## Okuma metni
Sabit giderler genellikle finansal stres yaratırlar ve doğru şekilde idare edilemez veya kontrol edilmezlerse iflasa neden olabilirler. Sabit giderler, muayenehane çalışsa da çalışmasa da ödenmek zorundadırlar. Muayenehane gelişim gösterdikçe sabit giderler de dikkatli bir şekilde idare edilmelidir. Değişken giderler üretim arttıkça titiz envanter kontrol ve düzenleme sistemleri ile idare edilebilir.
esnek finansal seçenekler sunulması muayenehaneye para girdisinin sağlanmasını garanti altına alır
Genel giderlerin artışına sebep olan çok sayıda faktör bulunmaktadır. Bunlar arasında yeni materyaller ve teknolojiler ve hekimlerin sahip olmak istedikleri diğer unsurlar sayılabilir. Masrafın kaynağı her ne olursa olsun, genel giderler titizlikle takip edilmelidir. Ayrıca genel giderlere yapılan her ilavenin muayenehane yatırımına olan geri dönüşünden de emin olunması oldukça önemlidir.

## Yazılı görev A
Muayenehane giderleri üzerine olan metne göre aşağıdaki soruları yanıtlayın.
(i) Sabit giderler hangi durumda ödenmek zorundadır?
(ii) Değişken giderler üretim arttıkça hangi sistemlerle idare edilebilir?
(iii) Genel giderlerin artmasına yol açan faktörler arasında neler sayılmaktadır?

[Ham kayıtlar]
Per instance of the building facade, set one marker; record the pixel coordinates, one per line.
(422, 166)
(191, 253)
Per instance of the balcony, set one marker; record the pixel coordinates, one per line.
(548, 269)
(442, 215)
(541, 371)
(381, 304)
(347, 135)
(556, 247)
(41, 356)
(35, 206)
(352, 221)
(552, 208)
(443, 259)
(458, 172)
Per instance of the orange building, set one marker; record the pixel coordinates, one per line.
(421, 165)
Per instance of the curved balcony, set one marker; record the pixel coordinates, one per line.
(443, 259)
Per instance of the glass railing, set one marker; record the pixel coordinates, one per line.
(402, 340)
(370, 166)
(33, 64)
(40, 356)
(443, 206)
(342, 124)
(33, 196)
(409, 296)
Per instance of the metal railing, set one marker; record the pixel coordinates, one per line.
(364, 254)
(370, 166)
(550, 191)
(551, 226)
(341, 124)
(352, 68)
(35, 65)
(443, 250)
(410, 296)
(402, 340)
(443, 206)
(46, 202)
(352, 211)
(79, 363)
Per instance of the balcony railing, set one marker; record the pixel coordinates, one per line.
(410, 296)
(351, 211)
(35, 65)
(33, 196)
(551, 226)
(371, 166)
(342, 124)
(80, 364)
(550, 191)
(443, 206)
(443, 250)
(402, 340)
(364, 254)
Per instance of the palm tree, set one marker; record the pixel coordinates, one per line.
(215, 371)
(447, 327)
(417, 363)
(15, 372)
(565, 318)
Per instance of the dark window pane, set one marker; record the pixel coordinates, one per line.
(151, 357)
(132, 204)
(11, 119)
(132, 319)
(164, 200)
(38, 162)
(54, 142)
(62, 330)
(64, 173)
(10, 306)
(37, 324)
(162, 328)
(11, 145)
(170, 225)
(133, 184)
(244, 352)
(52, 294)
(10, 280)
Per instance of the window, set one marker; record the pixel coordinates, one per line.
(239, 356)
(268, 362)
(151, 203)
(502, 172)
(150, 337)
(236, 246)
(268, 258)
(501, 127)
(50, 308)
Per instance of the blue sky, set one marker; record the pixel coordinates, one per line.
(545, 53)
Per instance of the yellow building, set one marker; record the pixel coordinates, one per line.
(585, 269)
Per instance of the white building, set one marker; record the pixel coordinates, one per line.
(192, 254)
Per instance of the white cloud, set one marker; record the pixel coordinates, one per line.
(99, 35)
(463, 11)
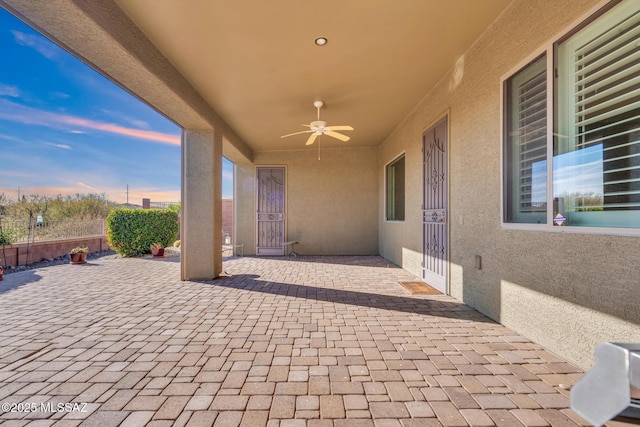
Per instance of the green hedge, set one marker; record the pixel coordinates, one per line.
(130, 232)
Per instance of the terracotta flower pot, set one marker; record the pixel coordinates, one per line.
(158, 253)
(79, 258)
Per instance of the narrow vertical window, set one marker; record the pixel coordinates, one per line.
(395, 190)
(525, 151)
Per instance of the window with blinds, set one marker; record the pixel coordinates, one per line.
(526, 148)
(596, 166)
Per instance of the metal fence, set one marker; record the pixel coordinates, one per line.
(162, 205)
(23, 231)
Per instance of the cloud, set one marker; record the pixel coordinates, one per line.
(56, 145)
(126, 118)
(59, 95)
(6, 90)
(43, 46)
(31, 116)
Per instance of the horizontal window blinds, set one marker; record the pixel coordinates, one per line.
(605, 86)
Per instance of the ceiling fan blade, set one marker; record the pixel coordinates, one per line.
(296, 133)
(339, 128)
(337, 135)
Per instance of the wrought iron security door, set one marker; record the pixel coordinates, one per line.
(271, 211)
(435, 197)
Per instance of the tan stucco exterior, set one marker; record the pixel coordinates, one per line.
(331, 203)
(565, 291)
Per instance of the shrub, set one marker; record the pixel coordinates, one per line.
(131, 232)
(8, 236)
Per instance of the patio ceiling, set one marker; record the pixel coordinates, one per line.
(256, 64)
(251, 69)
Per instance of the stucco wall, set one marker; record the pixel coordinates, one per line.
(331, 203)
(565, 291)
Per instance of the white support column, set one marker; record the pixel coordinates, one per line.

## Yazılı görev B
Kayıtlarda "blinds" kelimesini içeren satırları bulun. Her birini olduğu gibi kopyalayın.

## Görev çözümü A
(i) Muayenehane çalışsa da çalışmasa da ödenmek zorundadır.
(ii) Titiz envanter kontrol ve düzenleme sistemleriyle idare edilebilir.
(iii) Yeni materyaller ve teknolojiler ile hekimlerin sahip olmak istedikleri diğer unsurlar sayılmaktadır.

## Görev çözümü B
Per instance of the window with blinds, set one marker; record the pixel coordinates, one per line.
Per instance of the horizontal window blinds, set one marker; record the pixel coordinates, one per line.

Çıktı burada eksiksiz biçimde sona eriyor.